Quel est l’état du marché français en matière de santé personnalisée ?
Le marché français se développe peu à peu avec une maturité qui se situe entre l’enfance et l’adolescence. La France est très attachée à l’équité des chances et au principe d’égalité d’accès aux soins, mais, en pratique, il existe une différence de traitement en fonction des zones géographiques. Si un certain nombre de centres hospitaliers en France ont déjà mis en œuvre la médecine personnalisée, force est de constater que l’accès à cette pratique n’est pas encore homogène et qu’il devrait monter en puissance dans les années à venir.
Quelles sont vos initiatives dans ce secteur ?
Roche, par le biais de sa filiale, propose, en collaboration avec les hôpitaux, des outils de dernière génération d’identification de la signature génomique de certaines tumeurs. À partir de prélèvements effectués sur des patients souffrant de cancer, il est possible désormais d’analyser en un temps rapide − une dizaine de jours − les altérations génomiques propres à la tumeur et de renvoyer in fine un rapport qui explique les altérations au médecin traitant, qui lui donnera des pistes quant au traitement à prodiguer.
Par ailleurs, depuis quelques années, nous avons construit avec un certain nombre de centres hospitaliers en France, une infrastructure unique et opérationnelle de collecte de données, duplicable et flexible, qui permet d’accroître les connaissances quant à l’utilisation des traitements contre le cancer du sein ou du poumon. Parmi les nombreux usages possibles de ces données de vie, le programme appelé « PRM » permet d’optimiser la prise en charge des patients par les professionnels de santé, et d’adapter le financement des médicaments sur leur valeur réelle, une véritable opportunité pour, là encore, financer du « sur-mesure ».
Quel est l’état du financement des médicaments en France ?

## TÂCHE À RÉALISER
Veuillez recopier à l'identique le passage du texte sur la santé personnalisée allant de « Quel est l’état du marché » à « années à venir. ».

## DONNÉES EXTRAITES

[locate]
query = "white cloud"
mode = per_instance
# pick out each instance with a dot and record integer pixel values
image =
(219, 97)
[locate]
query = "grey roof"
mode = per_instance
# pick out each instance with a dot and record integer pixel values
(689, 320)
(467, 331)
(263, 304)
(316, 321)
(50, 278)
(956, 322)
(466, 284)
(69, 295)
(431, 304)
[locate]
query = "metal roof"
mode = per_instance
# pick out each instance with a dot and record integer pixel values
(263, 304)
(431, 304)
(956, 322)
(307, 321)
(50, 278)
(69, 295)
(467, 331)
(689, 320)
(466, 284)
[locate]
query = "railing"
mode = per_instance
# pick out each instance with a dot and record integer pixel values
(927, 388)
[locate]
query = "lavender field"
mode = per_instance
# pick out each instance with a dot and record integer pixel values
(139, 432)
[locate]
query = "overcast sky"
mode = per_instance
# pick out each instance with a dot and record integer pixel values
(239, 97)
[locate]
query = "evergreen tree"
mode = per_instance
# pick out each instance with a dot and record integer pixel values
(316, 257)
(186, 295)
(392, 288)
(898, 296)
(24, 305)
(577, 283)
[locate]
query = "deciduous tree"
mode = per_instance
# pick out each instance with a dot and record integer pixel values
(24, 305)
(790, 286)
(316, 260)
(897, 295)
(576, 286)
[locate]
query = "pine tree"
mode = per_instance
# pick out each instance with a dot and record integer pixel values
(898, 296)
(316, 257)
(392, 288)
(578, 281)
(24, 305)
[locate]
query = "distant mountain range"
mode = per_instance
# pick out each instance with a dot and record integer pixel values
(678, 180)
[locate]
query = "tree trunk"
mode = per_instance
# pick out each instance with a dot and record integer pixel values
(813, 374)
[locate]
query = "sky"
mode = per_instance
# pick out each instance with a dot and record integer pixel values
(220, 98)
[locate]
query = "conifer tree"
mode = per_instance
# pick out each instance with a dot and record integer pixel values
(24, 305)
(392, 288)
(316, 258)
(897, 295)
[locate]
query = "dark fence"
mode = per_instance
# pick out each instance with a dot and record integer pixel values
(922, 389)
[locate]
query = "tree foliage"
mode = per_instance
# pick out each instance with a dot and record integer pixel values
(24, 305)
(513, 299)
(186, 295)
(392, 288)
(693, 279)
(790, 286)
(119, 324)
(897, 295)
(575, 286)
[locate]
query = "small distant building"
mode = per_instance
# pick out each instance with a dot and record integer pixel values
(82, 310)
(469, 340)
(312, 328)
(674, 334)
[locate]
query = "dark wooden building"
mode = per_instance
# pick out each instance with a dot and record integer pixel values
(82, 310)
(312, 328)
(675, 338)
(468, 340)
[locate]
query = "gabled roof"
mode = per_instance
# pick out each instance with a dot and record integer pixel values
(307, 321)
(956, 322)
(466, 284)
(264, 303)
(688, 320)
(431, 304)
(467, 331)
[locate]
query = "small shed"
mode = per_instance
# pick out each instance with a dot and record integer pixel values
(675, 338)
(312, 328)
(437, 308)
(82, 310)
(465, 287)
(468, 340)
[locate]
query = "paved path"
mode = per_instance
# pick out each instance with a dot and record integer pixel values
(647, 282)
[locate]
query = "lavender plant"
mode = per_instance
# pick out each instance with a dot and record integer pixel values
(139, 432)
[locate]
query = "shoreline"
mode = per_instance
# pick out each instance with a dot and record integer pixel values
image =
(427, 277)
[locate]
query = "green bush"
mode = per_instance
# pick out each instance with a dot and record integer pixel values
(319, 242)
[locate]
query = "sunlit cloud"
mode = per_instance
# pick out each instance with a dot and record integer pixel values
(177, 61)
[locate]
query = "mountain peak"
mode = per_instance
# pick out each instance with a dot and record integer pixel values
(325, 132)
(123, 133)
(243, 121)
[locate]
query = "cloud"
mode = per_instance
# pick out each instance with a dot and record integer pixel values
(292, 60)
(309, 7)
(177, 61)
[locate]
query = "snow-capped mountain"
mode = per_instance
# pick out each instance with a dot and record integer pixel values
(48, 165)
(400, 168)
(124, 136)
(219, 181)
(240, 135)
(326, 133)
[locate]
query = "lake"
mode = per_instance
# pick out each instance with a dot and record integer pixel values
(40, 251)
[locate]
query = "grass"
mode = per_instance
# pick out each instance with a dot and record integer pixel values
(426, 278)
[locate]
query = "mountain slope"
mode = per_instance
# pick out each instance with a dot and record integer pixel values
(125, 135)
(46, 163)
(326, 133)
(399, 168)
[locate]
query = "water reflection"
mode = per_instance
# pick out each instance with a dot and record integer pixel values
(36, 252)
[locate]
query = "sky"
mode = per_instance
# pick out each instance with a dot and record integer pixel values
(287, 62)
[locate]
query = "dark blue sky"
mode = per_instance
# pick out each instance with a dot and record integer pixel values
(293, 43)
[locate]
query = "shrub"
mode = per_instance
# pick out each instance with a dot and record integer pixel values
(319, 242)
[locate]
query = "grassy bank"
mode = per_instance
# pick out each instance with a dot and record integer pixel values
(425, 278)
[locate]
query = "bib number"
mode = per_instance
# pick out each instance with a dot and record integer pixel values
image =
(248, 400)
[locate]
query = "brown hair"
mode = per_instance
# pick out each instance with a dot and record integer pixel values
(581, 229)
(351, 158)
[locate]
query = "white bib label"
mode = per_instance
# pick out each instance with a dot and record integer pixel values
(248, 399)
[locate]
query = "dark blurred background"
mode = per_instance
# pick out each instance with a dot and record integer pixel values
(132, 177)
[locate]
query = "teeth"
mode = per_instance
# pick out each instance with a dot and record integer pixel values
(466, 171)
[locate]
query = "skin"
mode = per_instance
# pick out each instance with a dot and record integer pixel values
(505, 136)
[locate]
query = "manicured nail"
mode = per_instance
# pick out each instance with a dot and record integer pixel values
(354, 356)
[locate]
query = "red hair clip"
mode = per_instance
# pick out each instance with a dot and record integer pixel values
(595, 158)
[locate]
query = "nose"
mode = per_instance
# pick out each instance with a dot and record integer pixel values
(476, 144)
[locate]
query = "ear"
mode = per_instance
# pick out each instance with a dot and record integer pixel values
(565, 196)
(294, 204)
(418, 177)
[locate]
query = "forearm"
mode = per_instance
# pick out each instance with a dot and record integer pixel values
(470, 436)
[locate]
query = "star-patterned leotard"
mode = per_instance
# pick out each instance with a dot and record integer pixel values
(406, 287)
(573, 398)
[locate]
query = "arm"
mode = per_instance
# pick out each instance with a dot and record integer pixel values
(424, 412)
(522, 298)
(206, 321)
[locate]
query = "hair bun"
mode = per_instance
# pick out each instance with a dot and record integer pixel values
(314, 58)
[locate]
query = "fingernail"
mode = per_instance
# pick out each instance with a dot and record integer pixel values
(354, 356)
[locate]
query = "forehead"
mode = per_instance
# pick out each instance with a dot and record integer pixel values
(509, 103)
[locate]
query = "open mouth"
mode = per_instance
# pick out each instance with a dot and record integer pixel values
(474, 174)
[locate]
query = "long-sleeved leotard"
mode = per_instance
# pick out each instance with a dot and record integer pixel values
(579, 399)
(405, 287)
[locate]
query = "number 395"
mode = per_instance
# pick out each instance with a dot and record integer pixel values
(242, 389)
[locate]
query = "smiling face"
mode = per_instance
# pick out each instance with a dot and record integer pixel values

## ZONE DE RÉPONSE
Quel est l’état du marché français en matière de santé personnalisée ?
Le marché français se développe peu à peu avec une maturité qui se situe entre l’enfance et l’adolescence. La France est très attachée à l’équité des chances et au principe d’égalité d’accès aux soins, mais, en pratique, il existe une différence de traitement en fonction des zones géographiques. Si un certain nombre de centres hospitaliers en France ont déjà mis en œuvre la médecine personnalisée, force est de constater que l’accès à cette pratique n’est pas encore homogène et qu’il devrait monter en puissance dans les années à venir.